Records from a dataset
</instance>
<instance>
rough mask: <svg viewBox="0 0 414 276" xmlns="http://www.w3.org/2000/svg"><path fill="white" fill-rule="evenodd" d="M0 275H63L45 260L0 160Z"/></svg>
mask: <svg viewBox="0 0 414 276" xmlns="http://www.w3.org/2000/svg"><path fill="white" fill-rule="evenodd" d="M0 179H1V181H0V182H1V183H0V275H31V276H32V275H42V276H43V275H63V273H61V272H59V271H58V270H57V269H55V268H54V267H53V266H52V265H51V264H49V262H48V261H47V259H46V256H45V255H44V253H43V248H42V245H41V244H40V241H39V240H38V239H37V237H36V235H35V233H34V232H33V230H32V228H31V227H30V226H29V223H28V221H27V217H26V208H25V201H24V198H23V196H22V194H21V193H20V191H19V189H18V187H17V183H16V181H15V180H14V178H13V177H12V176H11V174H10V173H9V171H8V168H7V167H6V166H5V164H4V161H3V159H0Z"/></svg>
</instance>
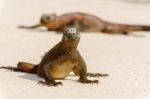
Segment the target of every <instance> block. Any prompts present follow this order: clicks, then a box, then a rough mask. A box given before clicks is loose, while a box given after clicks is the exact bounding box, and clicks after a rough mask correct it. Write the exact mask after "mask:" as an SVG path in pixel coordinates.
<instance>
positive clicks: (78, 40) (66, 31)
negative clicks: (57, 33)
mask: <svg viewBox="0 0 150 99" xmlns="http://www.w3.org/2000/svg"><path fill="white" fill-rule="evenodd" d="M79 41H80V33H79V32H78V29H77V28H66V29H64V31H63V38H62V42H64V44H65V46H68V47H77V45H78V43H79Z"/></svg>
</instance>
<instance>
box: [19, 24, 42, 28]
mask: <svg viewBox="0 0 150 99" xmlns="http://www.w3.org/2000/svg"><path fill="white" fill-rule="evenodd" d="M41 26H42V24H40V23H39V24H36V25H33V26H25V25H19V26H18V28H26V29H34V28H38V27H41Z"/></svg>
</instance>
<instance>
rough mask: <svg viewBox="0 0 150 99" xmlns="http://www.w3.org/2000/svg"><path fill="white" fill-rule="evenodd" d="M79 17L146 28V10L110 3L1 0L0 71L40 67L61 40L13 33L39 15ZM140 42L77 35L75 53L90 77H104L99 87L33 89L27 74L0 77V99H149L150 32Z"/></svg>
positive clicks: (88, 85) (32, 79)
mask: <svg viewBox="0 0 150 99" xmlns="http://www.w3.org/2000/svg"><path fill="white" fill-rule="evenodd" d="M73 11H82V12H88V13H92V14H95V15H97V16H99V17H101V18H103V19H105V20H109V21H112V22H119V23H129V24H144V25H150V13H149V11H150V5H149V4H134V3H127V2H125V3H124V2H120V1H117V0H116V1H113V0H91V1H87V0H1V1H0V45H1V47H0V55H1V56H0V65H6V66H7V65H9V66H16V64H17V62H18V61H28V62H31V63H39V62H40V60H41V56H42V55H43V54H44V53H45V52H46V51H48V50H49V49H50V48H51V47H53V46H54V45H55V44H56V43H57V42H58V41H60V39H61V37H62V35H61V34H59V35H57V34H55V33H54V32H47V31H44V30H45V28H41V29H37V30H24V29H18V28H16V27H17V25H19V24H26V25H30V24H34V23H37V22H38V21H39V18H40V16H41V14H43V13H52V12H57V13H58V14H61V13H64V12H73ZM139 33H140V34H142V35H145V37H144V38H137V37H133V36H122V35H115V36H114V35H106V34H96V33H91V34H81V41H80V44H79V50H80V52H81V54H82V56H83V57H84V59H85V61H86V63H87V65H88V71H89V72H100V73H108V74H110V77H107V78H89V79H98V80H99V81H100V83H99V84H98V85H96V84H93V85H91V84H80V83H78V82H77V79H78V77H75V76H71V75H70V76H69V77H67V78H66V80H61V82H62V83H63V86H58V87H47V86H41V85H37V81H39V80H41V79H42V78H39V77H37V76H36V75H32V74H25V73H16V72H10V71H7V70H1V71H0V99H149V98H150V76H149V75H150V72H149V70H150V53H149V52H150V46H149V42H150V34H149V33H150V32H139Z"/></svg>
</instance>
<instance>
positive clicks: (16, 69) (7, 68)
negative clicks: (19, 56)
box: [0, 62, 37, 74]
mask: <svg viewBox="0 0 150 99" xmlns="http://www.w3.org/2000/svg"><path fill="white" fill-rule="evenodd" d="M0 69H7V70H11V71H16V72H26V73H31V74H37V65H34V64H30V63H26V62H19V63H18V64H17V67H11V66H2V67H0Z"/></svg>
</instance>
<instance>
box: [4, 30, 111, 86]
mask: <svg viewBox="0 0 150 99" xmlns="http://www.w3.org/2000/svg"><path fill="white" fill-rule="evenodd" d="M79 41H80V34H79V33H78V31H77V29H76V28H67V29H65V30H64V31H63V38H62V40H61V41H60V42H59V43H58V44H56V45H55V46H54V47H53V48H52V49H51V50H50V51H49V52H47V53H46V55H45V56H44V57H43V59H42V60H41V62H40V63H39V64H37V65H34V64H31V63H26V62H19V63H18V65H17V67H10V66H8V67H5V66H3V67H1V69H2V68H4V69H9V70H13V71H19V72H27V73H33V74H38V76H40V77H43V78H44V79H45V81H39V82H38V83H41V84H44V85H48V86H57V85H62V83H61V82H56V81H55V79H65V78H66V77H67V76H68V75H69V73H70V72H72V71H73V72H74V73H75V75H76V76H79V82H81V83H98V82H99V81H98V80H88V79H87V76H91V77H97V76H103V77H105V76H108V74H100V73H87V66H86V63H85V61H84V59H83V58H82V56H81V54H80V53H79V51H78V49H77V46H78V43H79Z"/></svg>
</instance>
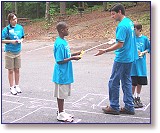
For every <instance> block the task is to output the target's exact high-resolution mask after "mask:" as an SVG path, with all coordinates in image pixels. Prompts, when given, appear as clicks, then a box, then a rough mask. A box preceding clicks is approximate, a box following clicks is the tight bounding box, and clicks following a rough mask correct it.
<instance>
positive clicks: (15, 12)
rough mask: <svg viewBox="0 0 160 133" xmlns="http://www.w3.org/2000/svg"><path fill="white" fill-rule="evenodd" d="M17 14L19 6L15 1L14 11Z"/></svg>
mask: <svg viewBox="0 0 160 133" xmlns="http://www.w3.org/2000/svg"><path fill="white" fill-rule="evenodd" d="M14 13H15V14H16V15H17V13H18V7H17V2H15V12H14Z"/></svg>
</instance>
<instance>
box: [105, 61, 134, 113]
mask: <svg viewBox="0 0 160 133" xmlns="http://www.w3.org/2000/svg"><path fill="white" fill-rule="evenodd" d="M131 66H132V63H119V62H115V61H114V64H113V68H112V74H111V77H110V80H109V83H108V86H109V101H110V106H111V107H112V108H113V109H114V110H116V111H119V106H120V105H119V91H120V81H121V84H122V90H123V102H124V103H125V108H126V109H127V110H128V111H132V112H134V105H133V96H132V81H131V75H130V73H131Z"/></svg>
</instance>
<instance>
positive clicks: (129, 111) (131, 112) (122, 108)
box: [120, 107, 135, 115]
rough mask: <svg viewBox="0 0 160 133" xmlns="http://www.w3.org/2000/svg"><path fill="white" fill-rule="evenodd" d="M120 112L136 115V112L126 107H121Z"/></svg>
mask: <svg viewBox="0 0 160 133" xmlns="http://www.w3.org/2000/svg"><path fill="white" fill-rule="evenodd" d="M120 113H121V114H129V115H134V114H135V112H131V111H129V110H127V109H126V108H124V107H123V108H121V109H120Z"/></svg>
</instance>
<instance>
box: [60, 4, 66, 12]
mask: <svg viewBox="0 0 160 133" xmlns="http://www.w3.org/2000/svg"><path fill="white" fill-rule="evenodd" d="M60 14H61V15H65V14H66V2H60Z"/></svg>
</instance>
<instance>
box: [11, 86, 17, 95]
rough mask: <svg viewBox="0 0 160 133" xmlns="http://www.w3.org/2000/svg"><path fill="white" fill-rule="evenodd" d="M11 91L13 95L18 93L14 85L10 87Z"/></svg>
mask: <svg viewBox="0 0 160 133" xmlns="http://www.w3.org/2000/svg"><path fill="white" fill-rule="evenodd" d="M10 91H11V94H12V95H17V91H16V89H15V88H14V87H10Z"/></svg>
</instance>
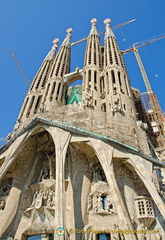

Work request
Tally the lines of the material above that contain the string "negative", and give only the resulting number.

Result
2